— START —

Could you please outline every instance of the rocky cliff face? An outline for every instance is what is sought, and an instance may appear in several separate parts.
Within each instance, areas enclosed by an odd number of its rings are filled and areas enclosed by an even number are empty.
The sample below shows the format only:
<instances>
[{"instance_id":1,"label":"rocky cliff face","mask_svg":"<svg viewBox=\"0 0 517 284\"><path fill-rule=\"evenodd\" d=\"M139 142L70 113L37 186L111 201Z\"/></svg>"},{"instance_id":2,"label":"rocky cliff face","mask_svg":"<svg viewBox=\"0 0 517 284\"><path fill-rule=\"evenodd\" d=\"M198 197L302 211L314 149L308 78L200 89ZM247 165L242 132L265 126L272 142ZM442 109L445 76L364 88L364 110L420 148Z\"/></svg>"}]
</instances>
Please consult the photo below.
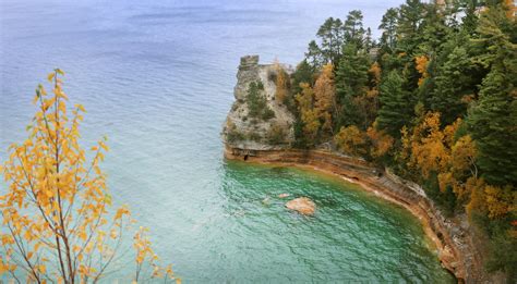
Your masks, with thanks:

— END —

SET TASK
All the material shown above is to be copied exactly, with no pictures carried over.

RESULT OF THE TASK
Could you please outline every instance of the rocky cliff face? An outline for every instance is what is sought, and an instance may appear in several separate parts.
Within each instance, areas enclosed by an odd number of its rings are filled and areas enclosed by an even number are empty.
The sample below shows the format only:
<instances>
[{"instance_id":1,"label":"rocky cliff face","mask_svg":"<svg viewBox=\"0 0 517 284\"><path fill-rule=\"evenodd\" d=\"M139 142L70 113L37 186L111 201Z\"/></svg>"},{"instance_id":2,"label":"rocky cliff face","mask_svg":"<svg viewBox=\"0 0 517 284\"><path fill-rule=\"evenodd\" d=\"M198 197L302 211L314 149L308 78L200 89ZM247 165L242 132L265 126L272 142ZM442 109L445 76L364 88L364 110L420 148Z\"/></svg>"}]
</instances>
Please consult the photo below.
Your masks, with thanks:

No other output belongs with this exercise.